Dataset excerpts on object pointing
>>>>>

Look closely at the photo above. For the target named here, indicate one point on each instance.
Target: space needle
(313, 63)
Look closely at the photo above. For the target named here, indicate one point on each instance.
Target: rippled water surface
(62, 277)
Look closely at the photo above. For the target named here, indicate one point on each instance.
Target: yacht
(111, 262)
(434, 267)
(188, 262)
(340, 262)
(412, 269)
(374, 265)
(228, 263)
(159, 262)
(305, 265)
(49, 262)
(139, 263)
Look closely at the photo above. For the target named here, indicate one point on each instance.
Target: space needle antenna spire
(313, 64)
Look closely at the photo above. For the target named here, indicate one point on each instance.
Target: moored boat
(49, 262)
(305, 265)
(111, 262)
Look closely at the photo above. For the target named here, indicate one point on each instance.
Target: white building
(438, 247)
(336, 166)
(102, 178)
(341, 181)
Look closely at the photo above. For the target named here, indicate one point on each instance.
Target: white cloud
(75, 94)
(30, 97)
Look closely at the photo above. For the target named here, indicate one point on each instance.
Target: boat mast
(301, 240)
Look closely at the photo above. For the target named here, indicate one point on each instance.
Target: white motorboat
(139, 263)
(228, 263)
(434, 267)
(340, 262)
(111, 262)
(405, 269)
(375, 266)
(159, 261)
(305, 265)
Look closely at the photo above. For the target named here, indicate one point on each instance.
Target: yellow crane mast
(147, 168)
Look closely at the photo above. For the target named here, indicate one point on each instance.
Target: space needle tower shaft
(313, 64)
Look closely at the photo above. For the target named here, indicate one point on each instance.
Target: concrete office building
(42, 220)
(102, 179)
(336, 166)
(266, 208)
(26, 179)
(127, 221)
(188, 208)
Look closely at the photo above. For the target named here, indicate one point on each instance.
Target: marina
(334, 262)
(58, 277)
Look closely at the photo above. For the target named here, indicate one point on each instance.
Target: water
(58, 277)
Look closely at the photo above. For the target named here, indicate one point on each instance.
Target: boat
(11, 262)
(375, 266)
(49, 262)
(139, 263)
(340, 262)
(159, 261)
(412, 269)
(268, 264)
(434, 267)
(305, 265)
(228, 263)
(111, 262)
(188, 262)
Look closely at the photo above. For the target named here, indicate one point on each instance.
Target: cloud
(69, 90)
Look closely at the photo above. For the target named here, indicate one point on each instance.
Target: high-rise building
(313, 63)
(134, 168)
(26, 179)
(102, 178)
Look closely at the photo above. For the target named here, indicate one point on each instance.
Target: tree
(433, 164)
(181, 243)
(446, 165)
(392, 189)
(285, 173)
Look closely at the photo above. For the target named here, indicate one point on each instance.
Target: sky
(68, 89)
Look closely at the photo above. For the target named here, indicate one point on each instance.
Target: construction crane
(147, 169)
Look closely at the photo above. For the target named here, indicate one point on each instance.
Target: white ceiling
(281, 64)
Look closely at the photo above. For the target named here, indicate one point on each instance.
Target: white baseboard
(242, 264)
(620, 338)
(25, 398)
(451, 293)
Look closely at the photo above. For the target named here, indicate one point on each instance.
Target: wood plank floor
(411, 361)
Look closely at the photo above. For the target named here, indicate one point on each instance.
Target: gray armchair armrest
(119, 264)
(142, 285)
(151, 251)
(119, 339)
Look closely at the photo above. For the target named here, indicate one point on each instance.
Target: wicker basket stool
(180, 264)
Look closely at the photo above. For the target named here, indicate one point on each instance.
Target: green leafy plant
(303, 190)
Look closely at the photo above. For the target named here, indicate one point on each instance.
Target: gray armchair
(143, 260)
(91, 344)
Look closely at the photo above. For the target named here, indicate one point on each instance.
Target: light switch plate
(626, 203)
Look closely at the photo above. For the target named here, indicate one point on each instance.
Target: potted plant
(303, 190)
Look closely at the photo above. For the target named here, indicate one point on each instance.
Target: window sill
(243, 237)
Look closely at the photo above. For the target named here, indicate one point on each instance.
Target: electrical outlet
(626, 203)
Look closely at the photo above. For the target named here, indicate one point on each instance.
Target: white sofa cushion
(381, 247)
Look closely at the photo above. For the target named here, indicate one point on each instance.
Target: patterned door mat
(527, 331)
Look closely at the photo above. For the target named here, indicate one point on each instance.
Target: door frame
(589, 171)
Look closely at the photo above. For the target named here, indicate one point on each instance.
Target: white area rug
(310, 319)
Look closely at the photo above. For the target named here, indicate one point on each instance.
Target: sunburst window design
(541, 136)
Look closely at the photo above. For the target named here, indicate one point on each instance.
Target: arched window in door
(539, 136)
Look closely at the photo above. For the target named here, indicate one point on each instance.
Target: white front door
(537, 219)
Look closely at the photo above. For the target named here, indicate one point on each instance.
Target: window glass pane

<<<<<

● **Task instructions**
Send back all of the entries exactly, with nothing missing.

● **Expected answer**
Look closely at the photo above. For the target named here, indicate one point on each instance.
Target: space needle
(313, 63)
Look closely at the photo above. For the target named here, indicate one point on each instance.
Target: rippled water surface
(62, 277)
Look closely at the photo above. For the target named here, indicate one point on each instance.
Target: yacht
(111, 262)
(434, 267)
(188, 262)
(340, 262)
(412, 269)
(374, 265)
(228, 263)
(159, 262)
(305, 265)
(49, 262)
(139, 263)
Look closely at the photo above. For the target named here, indicate one point on each instance.
Target: space needle antenna spire
(313, 64)
Look closely at the photo above. For the target named here, indicate one point on each instance.
Target: moored boat
(49, 262)
(305, 265)
(111, 262)
Look closely at the photo above. For the target named here, indicate one point on each instance.
Target: white building
(438, 247)
(336, 166)
(102, 178)
(341, 181)
Look closely at the photo above. For the target named here, indicate one point on each instance.
Target: white cloud
(75, 94)
(30, 97)
Look closely at the photo above. For the target named here, indicate one point on each instance.
Target: boat mast
(301, 240)
Look closely at the photo above. For the target named here, indicate one point on each instance.
Target: white motorboat
(139, 263)
(228, 263)
(434, 267)
(340, 262)
(111, 262)
(405, 269)
(375, 266)
(159, 261)
(305, 265)
Look closely at the photo above. For the target named here, indicate one point on each instance.
Target: yellow crane mast
(147, 168)
Look closely at the photo above. For the target named here, indicate one point on each instance.
Target: space needle tower shaft
(313, 64)
Look closely at the photo above. For the target named here, indicate one point on each instance.
Target: concrete office building
(42, 220)
(102, 179)
(336, 166)
(266, 208)
(26, 179)
(127, 221)
(188, 208)
Look closely at the photo above. For the target named here, indicate one point on each instance.
Target: marina
(334, 262)
(58, 277)
Look closely at the photo above. For the target named here, indicate one point on each instance.
Target: water
(58, 277)
Look closely at the photo above. For the target named here, indicate one point on each instance.
Target: boat
(11, 262)
(375, 266)
(49, 262)
(139, 263)
(340, 262)
(159, 261)
(412, 269)
(268, 264)
(434, 267)
(305, 265)
(228, 263)
(111, 262)
(188, 262)
Look closely at the photo above. For the target named here, indicate one point on each instance.
Target: cloud
(69, 90)
Look closely at the photo above. For the target named here, indicate one point on each instance.
Target: high-rise building
(313, 63)
(134, 168)
(26, 179)
(102, 178)
Look closely at the photo above. For the target named here, indicate one point on each instance.
Target: tree
(433, 164)
(181, 243)
(446, 165)
(392, 189)
(285, 173)
Look closely at the photo above. For the target named here, indicate one point on each instance.
Target: sky
(68, 89)
Look closely at the photo above. For the target named here, indicate one point on each instance.
Target: construction crane
(147, 169)
Look closely at the photo above. For the target named here, indicate one point on each instance.
Target: white ceiling
(281, 64)
Look closely at the photo above. For the target named here, indicate one point on each instance.
Target: white baseboard
(242, 264)
(620, 338)
(25, 398)
(451, 293)
Look closely at the photo above. For the target named here, indicate one point on each instance.
Target: wood plank floor
(411, 361)
Look closely at the photo above. For the target named here, indicate one point on each instance.
Target: gray armchair armrest
(119, 264)
(142, 285)
(151, 251)
(119, 339)
Look closely at the photo above. For the target named here, indicate one point on each instance.
Target: wicker basket stool
(180, 264)
Look closely at the photo above. For the target named here, indicate one point on each instance.
Target: green leafy plant
(303, 190)
Look closely at the photo above. For the target named here, indicate one point on each instance.
Target: gray armchair
(143, 260)
(91, 344)
Look closely at the photo above. For the target named here, indicate one point on each instance.
Target: light switch plate
(626, 203)
Look closely at the photo above. For the target named here, indicate one point on each instance.
Target: potted plant
(303, 190)
Look closely at the photo above. For the target named here, indicate one point on each instance.
Target: window sill
(243, 237)
Look closely at the photo above. For the target named here, indicate one point on each instance.
Target: electrical outlet
(626, 203)
Look closely at the photo above. For the target named here, indicate one point on each instance.
Target: white sofa cushion
(381, 247)
Look closely at the photo above. For the target named here, indicate one point on each instance.
Target: patterned door mat
(527, 331)
Look closely at the photo above. For the target named here, indicate one point on each instance.
Target: door frame
(589, 171)
Look closely at the photo above. For the target named here, indicate one point on each instance.
Target: white area rug
(310, 319)
Look closely at the photo above. For the target named here, indicate one point on each instance.
Target: sunburst window design
(541, 136)
Look closely at the photo above. For the target named here, indicate one point on each instance.
Target: arched window in door
(539, 136)
Look closely at the photo above. For the target named here, indicate one point on each instance.
Target: white front door
(537, 219)
Look closely at the photo above. For the target named here, indicate one point on each instance.
Target: window glass pane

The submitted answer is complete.